_AIM OF THE TASK_: Render each line of the rows below as a JSON list of strings, one string per line, leaving out blank lines.
** START OF RECORDS SHOWN **
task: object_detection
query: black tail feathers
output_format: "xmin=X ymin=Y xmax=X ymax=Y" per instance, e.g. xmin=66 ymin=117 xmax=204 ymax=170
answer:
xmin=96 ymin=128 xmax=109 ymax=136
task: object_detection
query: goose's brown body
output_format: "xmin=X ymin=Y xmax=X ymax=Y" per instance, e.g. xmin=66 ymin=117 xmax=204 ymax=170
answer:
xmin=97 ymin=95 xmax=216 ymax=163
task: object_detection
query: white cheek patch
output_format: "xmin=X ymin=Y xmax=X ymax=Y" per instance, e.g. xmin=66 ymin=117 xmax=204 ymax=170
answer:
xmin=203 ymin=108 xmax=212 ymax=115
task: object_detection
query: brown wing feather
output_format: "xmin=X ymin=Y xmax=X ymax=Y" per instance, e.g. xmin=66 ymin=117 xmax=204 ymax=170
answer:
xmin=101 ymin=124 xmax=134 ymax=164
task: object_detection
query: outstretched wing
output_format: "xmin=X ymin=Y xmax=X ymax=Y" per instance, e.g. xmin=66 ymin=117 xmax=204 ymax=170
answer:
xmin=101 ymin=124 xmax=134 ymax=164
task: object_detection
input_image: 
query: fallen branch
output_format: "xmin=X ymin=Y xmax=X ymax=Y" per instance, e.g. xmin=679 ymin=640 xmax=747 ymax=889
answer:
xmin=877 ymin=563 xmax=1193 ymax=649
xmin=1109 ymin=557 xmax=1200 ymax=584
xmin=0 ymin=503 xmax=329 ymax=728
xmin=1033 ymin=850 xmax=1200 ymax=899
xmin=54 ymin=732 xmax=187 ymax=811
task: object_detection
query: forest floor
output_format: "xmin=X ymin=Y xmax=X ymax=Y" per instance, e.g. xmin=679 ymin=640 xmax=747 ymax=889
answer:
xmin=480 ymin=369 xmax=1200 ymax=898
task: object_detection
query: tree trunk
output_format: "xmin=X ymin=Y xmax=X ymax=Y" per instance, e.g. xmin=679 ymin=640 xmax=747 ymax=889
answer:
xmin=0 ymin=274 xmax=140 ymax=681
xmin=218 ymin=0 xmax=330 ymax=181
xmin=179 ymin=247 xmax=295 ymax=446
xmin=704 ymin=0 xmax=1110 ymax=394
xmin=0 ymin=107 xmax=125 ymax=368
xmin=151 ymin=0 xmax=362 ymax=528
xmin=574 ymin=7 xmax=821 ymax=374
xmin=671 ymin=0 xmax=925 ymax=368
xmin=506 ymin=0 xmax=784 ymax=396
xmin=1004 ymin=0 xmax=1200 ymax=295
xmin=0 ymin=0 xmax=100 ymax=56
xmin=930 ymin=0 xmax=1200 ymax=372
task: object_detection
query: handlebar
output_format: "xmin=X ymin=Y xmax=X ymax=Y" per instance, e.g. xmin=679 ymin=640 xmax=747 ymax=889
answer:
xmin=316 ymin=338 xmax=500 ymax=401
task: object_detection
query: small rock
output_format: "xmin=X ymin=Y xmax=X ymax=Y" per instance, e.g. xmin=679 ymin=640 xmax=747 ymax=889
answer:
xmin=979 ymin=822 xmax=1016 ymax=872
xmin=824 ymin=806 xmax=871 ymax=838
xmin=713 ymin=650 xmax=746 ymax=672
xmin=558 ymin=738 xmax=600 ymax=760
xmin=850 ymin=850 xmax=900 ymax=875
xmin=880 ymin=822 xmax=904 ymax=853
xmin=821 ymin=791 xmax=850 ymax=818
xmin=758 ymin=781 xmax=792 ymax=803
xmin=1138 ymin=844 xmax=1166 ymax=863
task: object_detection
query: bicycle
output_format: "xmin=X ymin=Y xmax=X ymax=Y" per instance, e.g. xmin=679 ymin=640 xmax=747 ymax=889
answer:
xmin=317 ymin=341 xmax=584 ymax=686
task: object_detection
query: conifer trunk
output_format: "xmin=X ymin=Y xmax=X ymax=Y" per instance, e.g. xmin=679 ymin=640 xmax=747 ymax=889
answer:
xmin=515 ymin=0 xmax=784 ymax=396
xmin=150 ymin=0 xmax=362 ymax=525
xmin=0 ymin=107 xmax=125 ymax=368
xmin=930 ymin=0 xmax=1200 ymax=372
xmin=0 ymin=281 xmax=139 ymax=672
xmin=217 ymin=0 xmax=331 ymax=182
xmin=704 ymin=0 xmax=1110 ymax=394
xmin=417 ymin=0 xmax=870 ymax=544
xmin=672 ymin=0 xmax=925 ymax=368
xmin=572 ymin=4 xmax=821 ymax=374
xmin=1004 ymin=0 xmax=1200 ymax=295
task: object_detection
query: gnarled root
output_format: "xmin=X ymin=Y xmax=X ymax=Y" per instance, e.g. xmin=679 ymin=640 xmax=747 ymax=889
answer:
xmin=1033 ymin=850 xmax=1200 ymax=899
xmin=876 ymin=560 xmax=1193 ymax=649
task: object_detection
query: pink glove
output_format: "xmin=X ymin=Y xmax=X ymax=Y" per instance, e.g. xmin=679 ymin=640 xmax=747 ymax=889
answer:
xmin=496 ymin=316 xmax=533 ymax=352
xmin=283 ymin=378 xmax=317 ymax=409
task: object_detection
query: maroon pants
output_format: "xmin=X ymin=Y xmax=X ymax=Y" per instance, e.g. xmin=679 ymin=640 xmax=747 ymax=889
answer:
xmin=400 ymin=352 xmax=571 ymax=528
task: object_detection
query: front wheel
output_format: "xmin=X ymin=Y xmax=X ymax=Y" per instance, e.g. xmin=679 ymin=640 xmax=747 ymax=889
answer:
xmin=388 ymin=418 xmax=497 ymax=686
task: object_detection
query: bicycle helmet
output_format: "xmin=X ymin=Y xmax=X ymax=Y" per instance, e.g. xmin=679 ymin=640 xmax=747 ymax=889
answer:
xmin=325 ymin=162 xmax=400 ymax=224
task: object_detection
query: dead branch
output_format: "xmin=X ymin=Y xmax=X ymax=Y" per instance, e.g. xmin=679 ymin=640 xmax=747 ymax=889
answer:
** END OF RECORDS SHOWN **
_TASK SOLUTION_:
[
  "task: object_detection",
  "query: black tail feathers",
  "output_format: \"xmin=X ymin=Y xmax=X ymax=Y\" per instance, e.g. xmin=66 ymin=117 xmax=204 ymax=170",
  "answer:",
  "xmin=96 ymin=128 xmax=109 ymax=136",
  "task: object_detection",
  "query: goose's brown body",
  "output_format: \"xmin=X ymin=Y xmax=X ymax=Y\" per instance, e.g. xmin=66 ymin=117 xmax=204 ymax=170",
  "answer:",
  "xmin=97 ymin=95 xmax=216 ymax=163",
  "task: object_detection",
  "query: white cheek patch",
  "output_format: \"xmin=X ymin=Y xmax=X ymax=Y\" per instance, e.g. xmin=66 ymin=117 xmax=204 ymax=170",
  "answer:",
  "xmin=203 ymin=108 xmax=212 ymax=115",
  "task: object_detection",
  "query: brown wing feather",
  "output_format: \"xmin=X ymin=Y xmax=X ymax=Y\" per instance, e.g. xmin=66 ymin=117 xmax=204 ymax=170",
  "answer:",
  "xmin=101 ymin=124 xmax=134 ymax=164",
  "task: object_detection",
  "query: outstretched wing",
  "output_format: \"xmin=X ymin=Y xmax=X ymax=Y\" per instance, e.g. xmin=66 ymin=117 xmax=204 ymax=170",
  "answer:",
  "xmin=101 ymin=124 xmax=134 ymax=164",
  "task: object_detection",
  "input_image: ",
  "query: fallen branch",
  "output_format: \"xmin=X ymin=Y xmax=X ymax=Y\" per instance, e.g. xmin=679 ymin=640 xmax=747 ymax=889",
  "answer:",
  "xmin=877 ymin=563 xmax=1193 ymax=649",
  "xmin=1109 ymin=557 xmax=1200 ymax=584",
  "xmin=0 ymin=503 xmax=329 ymax=728",
  "xmin=1033 ymin=850 xmax=1200 ymax=899",
  "xmin=54 ymin=732 xmax=187 ymax=811",
  "task: object_detection",
  "query: forest floor",
  "output_format: \"xmin=X ymin=Y xmax=X ymax=Y\" per instance, e.g. xmin=679 ymin=640 xmax=747 ymax=889",
  "answer:",
  "xmin=480 ymin=369 xmax=1200 ymax=898",
  "task: object_detection",
  "query: tree trunk",
  "output_format: \"xmin=X ymin=Y xmax=X ymax=Y\" per instance, e.g. xmin=679 ymin=640 xmax=747 ymax=889",
  "answer:",
  "xmin=0 ymin=274 xmax=140 ymax=681",
  "xmin=218 ymin=0 xmax=330 ymax=181",
  "xmin=179 ymin=247 xmax=295 ymax=446",
  "xmin=704 ymin=0 xmax=1110 ymax=394",
  "xmin=0 ymin=107 xmax=125 ymax=368",
  "xmin=151 ymin=0 xmax=362 ymax=528",
  "xmin=574 ymin=7 xmax=821 ymax=374",
  "xmin=671 ymin=0 xmax=925 ymax=368",
  "xmin=506 ymin=0 xmax=784 ymax=396",
  "xmin=1004 ymin=0 xmax=1200 ymax=295",
  "xmin=0 ymin=0 xmax=100 ymax=56",
  "xmin=930 ymin=0 xmax=1200 ymax=372",
  "task: object_detection",
  "query: handlebar",
  "output_format: \"xmin=X ymin=Y xmax=X ymax=Y\" per instance, e.g. xmin=679 ymin=640 xmax=747 ymax=889",
  "answer:",
  "xmin=316 ymin=338 xmax=500 ymax=401",
  "task: object_detection",
  "query: small rock",
  "output_format: \"xmin=X ymin=Y xmax=X ymax=Y\" per instance, e.g. xmin=679 ymin=640 xmax=747 ymax=889",
  "answer:",
  "xmin=979 ymin=822 xmax=1016 ymax=872",
  "xmin=824 ymin=806 xmax=871 ymax=838",
  "xmin=713 ymin=650 xmax=746 ymax=672",
  "xmin=558 ymin=738 xmax=600 ymax=760",
  "xmin=850 ymin=850 xmax=900 ymax=875",
  "xmin=880 ymin=822 xmax=904 ymax=853",
  "xmin=821 ymin=791 xmax=850 ymax=818",
  "xmin=758 ymin=781 xmax=792 ymax=803",
  "xmin=1138 ymin=844 xmax=1166 ymax=863",
  "task: object_detection",
  "query: bicycle",
  "output_format: \"xmin=X ymin=Y xmax=X ymax=Y\" per instance, e.g. xmin=679 ymin=640 xmax=747 ymax=889",
  "answer:",
  "xmin=317 ymin=341 xmax=584 ymax=686",
  "task: object_detection",
  "query: conifer trunk",
  "output_format: \"xmin=X ymin=Y xmax=X ymax=Y\" per instance, e.g. xmin=679 ymin=640 xmax=747 ymax=889",
  "answer:",
  "xmin=515 ymin=0 xmax=784 ymax=396",
  "xmin=150 ymin=0 xmax=362 ymax=525",
  "xmin=0 ymin=107 xmax=125 ymax=368",
  "xmin=930 ymin=0 xmax=1200 ymax=372",
  "xmin=0 ymin=281 xmax=139 ymax=672",
  "xmin=217 ymin=0 xmax=331 ymax=182",
  "xmin=704 ymin=0 xmax=1110 ymax=394",
  "xmin=417 ymin=0 xmax=870 ymax=544",
  "xmin=672 ymin=0 xmax=925 ymax=368",
  "xmin=572 ymin=4 xmax=821 ymax=374",
  "xmin=1004 ymin=0 xmax=1200 ymax=295",
  "task: object_detection",
  "query: gnarled root",
  "output_format: \"xmin=X ymin=Y xmax=X ymax=Y\" per instance, e.g. xmin=679 ymin=640 xmax=747 ymax=889",
  "answer:",
  "xmin=1033 ymin=850 xmax=1200 ymax=899",
  "xmin=876 ymin=560 xmax=1193 ymax=649",
  "task: object_detection",
  "query: pink glove",
  "output_format: \"xmin=X ymin=Y xmax=X ymax=Y\" per instance, e.g. xmin=679 ymin=640 xmax=747 ymax=889",
  "answer:",
  "xmin=496 ymin=316 xmax=533 ymax=352",
  "xmin=283 ymin=378 xmax=317 ymax=409",
  "task: object_detection",
  "query: maroon pants",
  "output_format: \"xmin=X ymin=Y xmax=X ymax=Y\" per instance, e.g. xmin=679 ymin=640 xmax=747 ymax=889",
  "answer:",
  "xmin=400 ymin=352 xmax=571 ymax=528",
  "task: object_detection",
  "query: front wheel",
  "output_format: \"xmin=X ymin=Y xmax=X ymax=Y\" per instance, e.g. xmin=679 ymin=640 xmax=747 ymax=889",
  "answer:",
  "xmin=388 ymin=418 xmax=497 ymax=686",
  "task: object_detection",
  "query: bicycle helmet",
  "output_format: \"xmin=X ymin=Y xmax=X ymax=Y\" per instance, e.g. xmin=679 ymin=640 xmax=747 ymax=889",
  "answer:",
  "xmin=325 ymin=162 xmax=400 ymax=224",
  "task: object_detection",
  "query: dead branch",
  "output_format: \"xmin=X ymin=Y xmax=X ymax=Y\" per instance, e.g. xmin=679 ymin=640 xmax=747 ymax=889",
  "answer:"
]